Print exactly the lines from the one containing "Q: For every instance of the black asphalt" through the last line of the listing, both included.

_MATERIAL FOR THE TASK_
╔══
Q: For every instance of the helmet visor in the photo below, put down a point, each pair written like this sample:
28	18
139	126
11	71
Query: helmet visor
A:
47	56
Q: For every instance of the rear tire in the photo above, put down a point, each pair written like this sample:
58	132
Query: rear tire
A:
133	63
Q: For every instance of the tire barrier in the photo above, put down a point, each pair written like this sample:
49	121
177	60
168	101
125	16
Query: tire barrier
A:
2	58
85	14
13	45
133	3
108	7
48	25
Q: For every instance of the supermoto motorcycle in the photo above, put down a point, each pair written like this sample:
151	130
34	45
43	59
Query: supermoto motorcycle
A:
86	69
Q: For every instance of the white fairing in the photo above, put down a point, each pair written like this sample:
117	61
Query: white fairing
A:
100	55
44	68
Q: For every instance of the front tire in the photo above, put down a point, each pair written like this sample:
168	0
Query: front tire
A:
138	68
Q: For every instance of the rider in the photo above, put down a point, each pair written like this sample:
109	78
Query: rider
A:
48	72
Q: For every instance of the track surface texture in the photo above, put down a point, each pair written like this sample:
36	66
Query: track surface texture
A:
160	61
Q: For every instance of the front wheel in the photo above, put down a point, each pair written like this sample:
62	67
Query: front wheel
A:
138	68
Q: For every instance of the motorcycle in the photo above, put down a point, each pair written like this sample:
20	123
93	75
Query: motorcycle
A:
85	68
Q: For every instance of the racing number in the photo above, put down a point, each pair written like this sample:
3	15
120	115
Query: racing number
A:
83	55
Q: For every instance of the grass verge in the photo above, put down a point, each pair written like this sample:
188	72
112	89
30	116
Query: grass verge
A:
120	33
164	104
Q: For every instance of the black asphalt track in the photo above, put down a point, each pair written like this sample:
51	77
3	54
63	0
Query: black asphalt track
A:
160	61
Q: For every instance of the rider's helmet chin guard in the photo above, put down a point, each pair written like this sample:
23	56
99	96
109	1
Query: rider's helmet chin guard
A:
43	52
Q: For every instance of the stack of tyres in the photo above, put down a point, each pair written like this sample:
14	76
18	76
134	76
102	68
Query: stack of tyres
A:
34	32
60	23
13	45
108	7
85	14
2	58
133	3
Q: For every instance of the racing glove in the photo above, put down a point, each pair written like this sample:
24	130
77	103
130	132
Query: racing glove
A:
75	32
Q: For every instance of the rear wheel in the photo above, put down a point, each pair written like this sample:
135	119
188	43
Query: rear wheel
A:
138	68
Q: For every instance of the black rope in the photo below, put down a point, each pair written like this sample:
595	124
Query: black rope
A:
╚══
_SOLUTION FOR THIS PROBLEM_
Q: For every instance of the black asphalt track in the photo above, put down a point, each pair written like this sample:
51	77
3	54
63	0
Query: black asphalt track
A:
160	61
Q: For every instance of the rider's helmet chin guard in the photo above, put down a point, each pair written like this sample:
23	56
99	96
109	1
Query: rider's helmet chin guard
A:
43	52
Q: For every instance of the stack of tyres in the photo above, put down a point, each pair written like this sample:
14	76
18	76
134	76
102	68
Query: stack of tyres
A:
34	32
60	23
13	45
108	7
85	14
2	58
133	3
Q: For every instance of the racing glove in the photo above, put down a point, each pair written like this sample:
24	130
77	103
130	132
Query: racing glove
A:
75	32
Q: For every instance of the rear wheel in the photo above, put down a point, each pair written like this sample:
135	119
188	43
Query: rear wheel
A:
138	68
Q: For every instance of the black rope in the photo below, put down a point, each pair written like this sample:
595	124
Query: black rope
A:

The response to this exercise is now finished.